:: EXERCISE A ::
Please report every line in the entries below that contains the string "rattan", copying each line in full. Case counts, so match only that exact capitalization.
+++ EXTRACT PROVIDED
How did you get on? So what fraction of the whole is used altogether? Let's look at the animals in the zoo.

Well, we can see that there are four equal columns, aren't there? And the giraffe is in one of them.

So we can represent the giraffe as one-quarter, but if we imagine that quarter divided up, we'd have 12 equal parts in the whole and the snake is in one of those parts.

So we can represent this as 1/4 + 1/12.

Or if we put those extra lines in, the giraffe would be in three-twelfth of the zoo.

So 3/12 + 1/12.

But in both of those we can see that 4/12 of the image is being used by animals at the zoo.

What about the electrical items in the shop? Well, again, if we look, we've got one row that is being used by laptops and that's one outta four rows, that's one-quarter.

But then we've got five divisions in each of those quarters.

So we've got five lots of four, we've got 20 parts in the whole if we divided it up.

And so the mobile phones are just in one-twentieth.

So where's our six-twentieths come from? Well, if we imagined our laptop zone being broken up, we'd have five-twentieths there.

So we'd have 5/20 + 1/20 = 6/20.

And what about the park? What can we see? Gosh, we've got a lot of extra divisions to do there.

The squirrels bit might help us.

We've got two divisions there.

So our mushroomy toadstooly bit would be two more divisions and our tree would be four, so two, four, six, so that will be eight parts altogether.

So without making those extra divisions, we can see that one-half of the park has got trees in it, one-quarter has got mushrooms in it, and one-eighth has got squirrels in it.

But we could convert all of those into eighths.

Four-eighths would have trees, two-eighths would have mushrooms, and the one-eighths with squirrels.

So seven-eighths of the park is covered by those objects at the moment.

Well done, and I hope you added in those extra lines to help you to see those fractions more clearly.

And on into the second part of our lesson, we're going to be finding a fraction of a whole.

So what fraction of the whole is shaded? It looks a bit like the garden and the zoo, but this time we haven't got any things in it.

It's just shaded in.

So can you think about what fraction of the whole is shaded? What do you notice? Well, Aisha says, "We can represent this as one-quarter plus one-sixteenth." Can you see where the quarter is and where the sixteenth is? Well, the pink shaded area at the top right, the larger shaded area represents one-quarter of the whole square.

And if we imagine those divisions carried on across it, there would be sixteen parts in the whole and the blue would be one of those sixteenths, so 1/4 + 1/16.

Alex says, "But it would be difficult to add if this is the case because we do not have a common denominator." We've got one-quarter and one-sixteenth.

Aisha says, "So we will need to divide the whole into equal parts." Alex says, "I can do that!" Aha, so he's divided up our one-quarter, and we've now got four-sixteenths again.

So now the whole is divided into sixteen equal parts.
++++++
+++ RECORDS TO PROCESS
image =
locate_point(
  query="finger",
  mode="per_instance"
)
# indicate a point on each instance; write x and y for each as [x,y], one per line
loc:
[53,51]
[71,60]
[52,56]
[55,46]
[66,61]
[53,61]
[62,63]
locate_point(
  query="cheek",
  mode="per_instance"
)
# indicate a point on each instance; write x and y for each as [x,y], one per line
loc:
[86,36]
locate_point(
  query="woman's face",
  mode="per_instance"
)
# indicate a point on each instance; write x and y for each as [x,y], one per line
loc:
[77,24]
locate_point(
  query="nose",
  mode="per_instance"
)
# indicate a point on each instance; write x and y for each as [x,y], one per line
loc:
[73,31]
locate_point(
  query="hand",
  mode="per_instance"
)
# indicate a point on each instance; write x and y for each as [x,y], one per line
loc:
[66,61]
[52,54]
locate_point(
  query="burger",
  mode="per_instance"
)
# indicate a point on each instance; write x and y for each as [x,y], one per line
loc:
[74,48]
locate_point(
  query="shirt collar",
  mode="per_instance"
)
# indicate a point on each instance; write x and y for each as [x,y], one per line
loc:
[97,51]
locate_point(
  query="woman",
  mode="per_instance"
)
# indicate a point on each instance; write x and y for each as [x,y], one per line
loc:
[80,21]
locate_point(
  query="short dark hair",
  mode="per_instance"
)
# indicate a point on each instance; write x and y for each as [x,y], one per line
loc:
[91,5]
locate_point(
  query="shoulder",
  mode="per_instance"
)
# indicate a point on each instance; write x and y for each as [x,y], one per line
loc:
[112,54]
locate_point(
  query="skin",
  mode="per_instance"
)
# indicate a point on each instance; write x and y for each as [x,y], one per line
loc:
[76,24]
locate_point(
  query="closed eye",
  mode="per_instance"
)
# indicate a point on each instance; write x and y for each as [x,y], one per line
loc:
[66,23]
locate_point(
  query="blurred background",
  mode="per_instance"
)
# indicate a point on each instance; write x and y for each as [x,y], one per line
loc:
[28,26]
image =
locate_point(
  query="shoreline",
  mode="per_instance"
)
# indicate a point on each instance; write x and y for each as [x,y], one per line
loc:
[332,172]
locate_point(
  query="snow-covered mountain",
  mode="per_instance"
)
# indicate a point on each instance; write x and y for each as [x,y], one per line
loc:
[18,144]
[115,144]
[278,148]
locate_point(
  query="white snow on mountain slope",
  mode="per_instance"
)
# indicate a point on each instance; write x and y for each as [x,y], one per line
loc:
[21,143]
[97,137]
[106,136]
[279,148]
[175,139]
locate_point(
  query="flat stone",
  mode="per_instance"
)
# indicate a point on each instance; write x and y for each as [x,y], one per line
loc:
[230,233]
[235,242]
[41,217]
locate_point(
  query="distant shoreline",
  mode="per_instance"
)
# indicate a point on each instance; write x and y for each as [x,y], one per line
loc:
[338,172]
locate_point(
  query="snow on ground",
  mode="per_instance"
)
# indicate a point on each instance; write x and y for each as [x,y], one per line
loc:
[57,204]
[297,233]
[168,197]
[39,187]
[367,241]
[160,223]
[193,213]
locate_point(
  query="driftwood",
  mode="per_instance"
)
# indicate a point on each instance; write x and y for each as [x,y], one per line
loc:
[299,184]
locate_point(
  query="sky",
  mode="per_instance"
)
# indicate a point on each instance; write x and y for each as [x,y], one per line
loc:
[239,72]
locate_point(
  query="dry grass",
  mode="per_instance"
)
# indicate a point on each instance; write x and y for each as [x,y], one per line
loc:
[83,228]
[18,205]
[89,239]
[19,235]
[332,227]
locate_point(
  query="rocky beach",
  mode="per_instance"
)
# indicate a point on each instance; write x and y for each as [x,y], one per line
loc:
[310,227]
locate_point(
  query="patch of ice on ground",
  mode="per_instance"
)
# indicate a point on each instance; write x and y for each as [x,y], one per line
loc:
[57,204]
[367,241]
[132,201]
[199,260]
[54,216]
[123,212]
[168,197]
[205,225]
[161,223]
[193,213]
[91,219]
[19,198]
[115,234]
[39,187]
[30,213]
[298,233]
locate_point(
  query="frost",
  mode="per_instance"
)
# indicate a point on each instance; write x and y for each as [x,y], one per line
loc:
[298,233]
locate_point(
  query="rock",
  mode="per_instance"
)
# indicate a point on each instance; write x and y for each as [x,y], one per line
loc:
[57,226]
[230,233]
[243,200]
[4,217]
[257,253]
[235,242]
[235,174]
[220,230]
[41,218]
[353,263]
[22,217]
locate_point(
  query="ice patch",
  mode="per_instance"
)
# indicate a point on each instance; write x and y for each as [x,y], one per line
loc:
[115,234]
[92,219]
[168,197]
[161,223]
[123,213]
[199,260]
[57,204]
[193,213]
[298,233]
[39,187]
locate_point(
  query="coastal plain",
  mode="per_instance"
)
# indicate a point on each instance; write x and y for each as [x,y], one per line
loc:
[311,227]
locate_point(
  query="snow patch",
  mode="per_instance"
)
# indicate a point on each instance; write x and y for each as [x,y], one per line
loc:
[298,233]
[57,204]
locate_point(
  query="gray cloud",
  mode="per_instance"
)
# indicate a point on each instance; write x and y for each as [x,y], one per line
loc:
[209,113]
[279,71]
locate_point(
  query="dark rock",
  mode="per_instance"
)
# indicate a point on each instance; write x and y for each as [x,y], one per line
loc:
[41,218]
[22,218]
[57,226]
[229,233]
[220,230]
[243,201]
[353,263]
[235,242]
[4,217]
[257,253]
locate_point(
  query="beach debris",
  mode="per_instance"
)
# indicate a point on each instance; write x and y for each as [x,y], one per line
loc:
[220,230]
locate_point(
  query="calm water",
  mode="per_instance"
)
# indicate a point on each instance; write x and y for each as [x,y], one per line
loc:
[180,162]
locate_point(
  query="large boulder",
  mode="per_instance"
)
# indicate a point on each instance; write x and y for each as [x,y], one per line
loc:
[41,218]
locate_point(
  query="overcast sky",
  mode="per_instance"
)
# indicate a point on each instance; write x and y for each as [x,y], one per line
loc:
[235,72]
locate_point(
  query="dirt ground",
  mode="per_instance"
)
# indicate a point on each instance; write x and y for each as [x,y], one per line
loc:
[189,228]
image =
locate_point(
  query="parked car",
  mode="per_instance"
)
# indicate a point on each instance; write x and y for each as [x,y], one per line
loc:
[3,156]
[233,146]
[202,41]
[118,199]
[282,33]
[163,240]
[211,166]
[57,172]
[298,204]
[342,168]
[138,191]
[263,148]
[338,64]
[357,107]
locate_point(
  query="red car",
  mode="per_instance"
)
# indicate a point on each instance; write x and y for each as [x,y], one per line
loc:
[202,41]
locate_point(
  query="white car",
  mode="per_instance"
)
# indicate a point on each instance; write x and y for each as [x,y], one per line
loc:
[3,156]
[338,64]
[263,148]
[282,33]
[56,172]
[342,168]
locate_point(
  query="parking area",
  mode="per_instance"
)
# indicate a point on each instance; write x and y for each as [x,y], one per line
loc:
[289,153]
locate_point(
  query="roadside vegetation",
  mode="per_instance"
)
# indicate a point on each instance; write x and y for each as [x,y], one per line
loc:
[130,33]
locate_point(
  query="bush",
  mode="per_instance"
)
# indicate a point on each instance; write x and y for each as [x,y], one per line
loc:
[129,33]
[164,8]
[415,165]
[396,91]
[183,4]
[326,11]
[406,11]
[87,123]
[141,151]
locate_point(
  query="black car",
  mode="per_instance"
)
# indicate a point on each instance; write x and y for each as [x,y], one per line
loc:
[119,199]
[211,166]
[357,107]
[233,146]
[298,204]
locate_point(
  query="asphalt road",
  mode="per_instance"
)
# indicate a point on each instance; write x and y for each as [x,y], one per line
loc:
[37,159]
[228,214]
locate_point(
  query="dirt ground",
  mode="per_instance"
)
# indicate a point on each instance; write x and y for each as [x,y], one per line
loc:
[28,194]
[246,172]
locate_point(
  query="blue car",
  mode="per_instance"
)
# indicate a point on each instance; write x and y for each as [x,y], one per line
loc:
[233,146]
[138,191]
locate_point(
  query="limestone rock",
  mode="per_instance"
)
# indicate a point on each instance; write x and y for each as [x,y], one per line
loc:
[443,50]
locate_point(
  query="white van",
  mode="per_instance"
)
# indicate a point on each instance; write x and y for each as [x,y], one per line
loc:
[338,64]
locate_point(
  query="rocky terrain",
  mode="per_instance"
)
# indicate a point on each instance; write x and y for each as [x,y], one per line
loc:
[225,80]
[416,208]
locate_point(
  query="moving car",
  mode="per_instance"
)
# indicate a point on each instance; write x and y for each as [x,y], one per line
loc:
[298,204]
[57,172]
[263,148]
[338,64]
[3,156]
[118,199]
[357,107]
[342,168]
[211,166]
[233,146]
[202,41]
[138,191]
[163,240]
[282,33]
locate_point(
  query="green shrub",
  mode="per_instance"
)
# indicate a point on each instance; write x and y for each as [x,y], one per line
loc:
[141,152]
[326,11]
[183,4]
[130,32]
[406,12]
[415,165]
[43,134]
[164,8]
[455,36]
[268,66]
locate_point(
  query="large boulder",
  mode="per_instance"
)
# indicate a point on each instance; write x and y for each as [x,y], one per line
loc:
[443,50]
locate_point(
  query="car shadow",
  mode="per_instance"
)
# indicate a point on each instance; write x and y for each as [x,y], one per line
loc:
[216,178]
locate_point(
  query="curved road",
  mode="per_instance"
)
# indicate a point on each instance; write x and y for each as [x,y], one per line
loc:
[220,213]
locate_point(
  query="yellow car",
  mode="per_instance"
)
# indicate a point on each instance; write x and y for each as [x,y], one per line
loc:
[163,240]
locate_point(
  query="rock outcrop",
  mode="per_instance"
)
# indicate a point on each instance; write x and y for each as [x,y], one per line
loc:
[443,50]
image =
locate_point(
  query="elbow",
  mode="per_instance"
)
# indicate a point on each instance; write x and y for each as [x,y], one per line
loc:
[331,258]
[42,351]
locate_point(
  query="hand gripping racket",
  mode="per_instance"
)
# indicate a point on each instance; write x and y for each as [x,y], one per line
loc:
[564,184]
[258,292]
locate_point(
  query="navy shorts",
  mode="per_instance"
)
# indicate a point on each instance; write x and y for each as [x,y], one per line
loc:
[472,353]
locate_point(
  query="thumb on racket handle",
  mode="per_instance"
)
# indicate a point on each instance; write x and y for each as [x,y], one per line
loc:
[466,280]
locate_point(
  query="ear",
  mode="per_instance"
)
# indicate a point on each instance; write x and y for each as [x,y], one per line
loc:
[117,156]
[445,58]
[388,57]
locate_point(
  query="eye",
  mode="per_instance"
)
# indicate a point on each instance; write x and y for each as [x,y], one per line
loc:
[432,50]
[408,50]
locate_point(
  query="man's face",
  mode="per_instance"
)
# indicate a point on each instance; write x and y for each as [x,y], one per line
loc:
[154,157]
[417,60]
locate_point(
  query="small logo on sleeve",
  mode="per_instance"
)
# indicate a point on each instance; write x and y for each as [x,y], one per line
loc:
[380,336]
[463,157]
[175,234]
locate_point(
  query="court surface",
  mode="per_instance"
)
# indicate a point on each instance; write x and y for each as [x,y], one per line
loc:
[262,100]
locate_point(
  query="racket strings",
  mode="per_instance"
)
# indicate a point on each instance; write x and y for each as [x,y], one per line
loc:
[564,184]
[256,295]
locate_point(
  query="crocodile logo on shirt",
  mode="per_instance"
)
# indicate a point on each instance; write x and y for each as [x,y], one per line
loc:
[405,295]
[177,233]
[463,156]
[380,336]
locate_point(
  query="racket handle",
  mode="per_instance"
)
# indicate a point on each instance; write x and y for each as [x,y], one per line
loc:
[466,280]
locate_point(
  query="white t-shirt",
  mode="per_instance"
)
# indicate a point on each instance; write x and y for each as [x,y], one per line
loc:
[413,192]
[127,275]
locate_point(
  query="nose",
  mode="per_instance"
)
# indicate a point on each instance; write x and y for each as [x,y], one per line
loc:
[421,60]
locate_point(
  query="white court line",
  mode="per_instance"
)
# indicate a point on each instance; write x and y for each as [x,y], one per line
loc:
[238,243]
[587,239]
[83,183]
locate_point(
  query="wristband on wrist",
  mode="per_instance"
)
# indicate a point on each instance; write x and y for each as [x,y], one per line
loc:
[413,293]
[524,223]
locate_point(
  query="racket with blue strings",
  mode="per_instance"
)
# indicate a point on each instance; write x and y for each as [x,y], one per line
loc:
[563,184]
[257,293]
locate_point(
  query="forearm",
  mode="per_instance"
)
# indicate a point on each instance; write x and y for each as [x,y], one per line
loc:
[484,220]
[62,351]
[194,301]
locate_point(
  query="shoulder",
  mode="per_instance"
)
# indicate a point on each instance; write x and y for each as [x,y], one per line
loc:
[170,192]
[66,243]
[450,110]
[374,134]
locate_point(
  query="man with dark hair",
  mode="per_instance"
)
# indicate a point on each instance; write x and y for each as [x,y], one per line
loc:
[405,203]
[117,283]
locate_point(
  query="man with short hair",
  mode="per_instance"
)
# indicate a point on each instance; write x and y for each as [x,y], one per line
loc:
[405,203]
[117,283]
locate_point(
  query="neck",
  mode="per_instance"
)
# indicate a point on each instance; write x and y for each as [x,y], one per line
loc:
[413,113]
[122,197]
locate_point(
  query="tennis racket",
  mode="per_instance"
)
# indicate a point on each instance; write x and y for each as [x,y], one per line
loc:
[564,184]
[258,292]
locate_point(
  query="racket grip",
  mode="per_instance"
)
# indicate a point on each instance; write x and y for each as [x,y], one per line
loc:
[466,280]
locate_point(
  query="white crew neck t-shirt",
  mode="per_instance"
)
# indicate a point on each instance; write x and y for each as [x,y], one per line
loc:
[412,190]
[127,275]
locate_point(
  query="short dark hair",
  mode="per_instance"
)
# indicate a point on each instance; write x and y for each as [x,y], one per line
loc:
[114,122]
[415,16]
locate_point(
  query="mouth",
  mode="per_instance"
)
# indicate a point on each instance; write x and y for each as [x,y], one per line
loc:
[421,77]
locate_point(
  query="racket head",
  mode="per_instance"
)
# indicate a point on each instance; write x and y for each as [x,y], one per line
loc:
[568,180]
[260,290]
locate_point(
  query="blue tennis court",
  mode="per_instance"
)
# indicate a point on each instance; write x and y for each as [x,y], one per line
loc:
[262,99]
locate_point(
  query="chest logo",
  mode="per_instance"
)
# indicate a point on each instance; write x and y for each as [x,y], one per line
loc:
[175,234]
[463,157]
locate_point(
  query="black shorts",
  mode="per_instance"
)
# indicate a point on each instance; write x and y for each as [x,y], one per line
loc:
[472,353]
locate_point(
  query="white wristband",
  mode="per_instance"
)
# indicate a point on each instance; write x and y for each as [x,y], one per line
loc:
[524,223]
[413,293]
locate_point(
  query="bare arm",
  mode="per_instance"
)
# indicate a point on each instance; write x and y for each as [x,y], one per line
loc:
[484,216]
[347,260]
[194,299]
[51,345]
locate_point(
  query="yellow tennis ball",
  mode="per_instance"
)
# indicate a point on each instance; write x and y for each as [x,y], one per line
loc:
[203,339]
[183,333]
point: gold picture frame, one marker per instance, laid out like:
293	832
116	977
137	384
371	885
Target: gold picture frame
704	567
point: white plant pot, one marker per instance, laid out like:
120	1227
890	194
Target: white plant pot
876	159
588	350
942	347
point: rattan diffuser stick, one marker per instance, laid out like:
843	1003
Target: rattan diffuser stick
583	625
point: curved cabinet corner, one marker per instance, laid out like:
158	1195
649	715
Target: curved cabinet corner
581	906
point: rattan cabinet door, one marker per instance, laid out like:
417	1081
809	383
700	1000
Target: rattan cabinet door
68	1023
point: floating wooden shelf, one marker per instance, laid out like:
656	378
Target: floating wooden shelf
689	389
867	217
++++++
:: EXERCISE B ::
Go on with the fractions lesson transcript above, starting right after its last sentence.

:: TASK ANSWER A ::
point: rattan diffuser stick, one marker per instance, laid out like:
Target: rattan diffuser stick
point: rattan cabinet door, one marker per instance, laid out like:
Target: rattan cabinet door

:: TASK ANSWER B ::
The red section is four parts of the whole, so this is four-sixteenths.

And the blue part is still that one-sixteenth.

So now we've got common denominators, and we can add the numerator, 4/16 + 1/16.

Four of something plus one of something is equal to five.

So 4/16 + 1/16 = 5/16.

What fraction of the whole is shaded this time do you think? Aisha says, "I don't think we have equal parts this time." Hmm, do you agree with Aisha? What do you think? Alex says, "I think it's easier than you think it is." He says, "We know the top right part can be divided into four equal parts." So there we are.

"And the bottom right section is also composed of four equal parts." They don't look the same as the four equal smaller squares, but it is four equal parts, and it is the same size as the square at the top that we've just divided up.

Aisha says, "I don't think we have equal parts this time, although the red section is still one quarter." But Alex says no, "The bottom right section is also composed of four equal parts.

And we know that equal parts can look different." The area of each of these triangles would be the same as the area of each of one of these squares.

So we can still say that this is divided into four equal parts.

Ah, Aisha says, "So the bottom right section is once again equivalent to four-sixteenths." Plus the additional one-sixteenth, which is equal to five-sixteenths.

So it was the same fraction of the shape that was shaded before.

We just had to recognise that those four red triangles were actually equivalent to the four red smaller squares.

And we can represent this on a number line as well.

We had four-sixteenths plus one-sixteenth, which is equal to five-sixteenths, and we can represent that within an equation.

But we also saw that the four-sixteenths was equivalent to one-quarter.

And one-quarter plus one-sixteenth is also equal to five-sixteenths.

And there's the equation to represent that way of thinking about our fractions.

Alex says, by identifying a common denominator, it makes our fractions easier to add.

We know that one-quarter is equivalent to four-sixteenths, so we can replace the one-quarter in our equation with four-sixteenths and then we have fractions with common denominators, which are easier to add.

Time to check your understanding.

How many equal parts could the whole be divided into? So just thinking about how we would add extra lines to divide that whole into equal parts.

Pause the video, have a think, and when you're ready for some feedback, press play.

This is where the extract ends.